The concept of planned deterioration is similar to the archivist's concept of scheduling. It involves a willingness to let certain materials live out their life and self-destruct. A larger proportion of the working collection can be kept, as compared to the collection of record but the collection of record should be weeded routinely.

John Dean, "Collection Development and Book Preservation: A Guide for Managerial Decision Making," a talk delivered at the Second Annual Preservation & Conservation of Library Materials Conference, February 1982 (Summary)

Most preservation problems are managerial; so are collections development problems. Each institution needs a document setting forth the aims and goals to work for, in weeding as well as in acquisition, because the purpose of both processes is to serve the needs of the institution as a whole. Librarians don't like weeding, but under today's conditions it is necessary.

The weeding program should be run by a library administrator, preferably a collection development or conservation officer who is also an assistant director. Administrative skill in this job is more important than technical skill. It is important that they have the authority that will enable them to take part in long- range planning conferences, and make or affect library policy regarding shelving, microfilming and other matters. The best arrangement is for preservation to be done together with collection development.

Lee Ash, "Reviewing Collections to Select Materials for Preservation," talk delivered at the same conference (Summary)

■ INPUT DATA
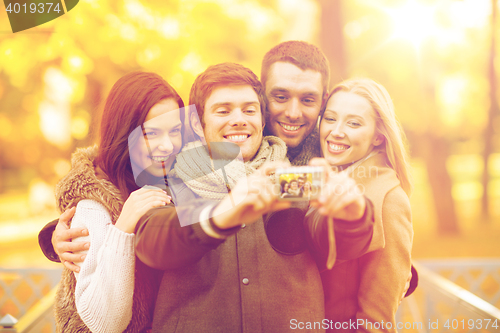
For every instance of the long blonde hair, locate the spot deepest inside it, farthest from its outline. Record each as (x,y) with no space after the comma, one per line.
(387,124)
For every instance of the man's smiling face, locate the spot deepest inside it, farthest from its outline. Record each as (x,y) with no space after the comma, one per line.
(233,114)
(294,99)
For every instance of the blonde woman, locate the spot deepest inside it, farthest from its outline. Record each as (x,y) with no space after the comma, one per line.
(361,137)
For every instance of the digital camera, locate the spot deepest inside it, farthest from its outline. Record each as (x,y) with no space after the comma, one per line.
(299,183)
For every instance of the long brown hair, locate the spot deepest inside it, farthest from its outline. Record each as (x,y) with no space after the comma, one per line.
(126,108)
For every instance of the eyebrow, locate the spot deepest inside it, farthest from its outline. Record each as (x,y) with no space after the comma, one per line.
(285,90)
(348,115)
(160,129)
(216,105)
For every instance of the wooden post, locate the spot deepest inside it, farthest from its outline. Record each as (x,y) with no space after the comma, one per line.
(7,324)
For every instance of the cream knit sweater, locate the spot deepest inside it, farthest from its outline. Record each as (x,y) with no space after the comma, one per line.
(105,285)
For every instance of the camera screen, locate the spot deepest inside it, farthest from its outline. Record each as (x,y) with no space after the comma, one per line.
(303,183)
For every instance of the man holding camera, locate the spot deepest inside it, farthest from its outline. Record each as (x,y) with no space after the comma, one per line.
(240,270)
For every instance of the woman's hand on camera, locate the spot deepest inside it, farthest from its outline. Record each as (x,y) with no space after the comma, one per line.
(340,197)
(62,242)
(252,197)
(137,204)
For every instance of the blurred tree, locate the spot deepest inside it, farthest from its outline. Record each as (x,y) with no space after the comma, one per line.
(332,38)
(492,116)
(55,77)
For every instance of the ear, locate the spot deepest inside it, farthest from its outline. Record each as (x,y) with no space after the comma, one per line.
(325,98)
(378,139)
(196,125)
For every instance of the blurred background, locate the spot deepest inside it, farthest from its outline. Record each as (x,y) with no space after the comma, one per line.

■ TASK DESCRIPTION
Copy the preservation text from "Most preservation problems" to "with collection development.", switching every "weeding" to "deaccessioning".

■ SOLUTION TO THIS PROBLEM
Most preservation problems are managerial; so are collections development problems. Each institution needs a document setting forth the aims and goals to work for, in deaccessioning as well as in acquisition, because the purpose of both processes is to serve the needs of the institution as a whole. Librarians don't like deaccessioning, but under today's conditions it is necessary.

The deaccessioning program should be run by a library administrator, preferably a collection development or conservation officer who is also an assistant director. Administrative skill in this job is more important than technical skill. It is important that they have the authority that will enable them to take part in long- range planning conferences, and make or affect library policy regarding shelving, microfilming and other matters. The best arrangement is for preservation to be done together with collection development.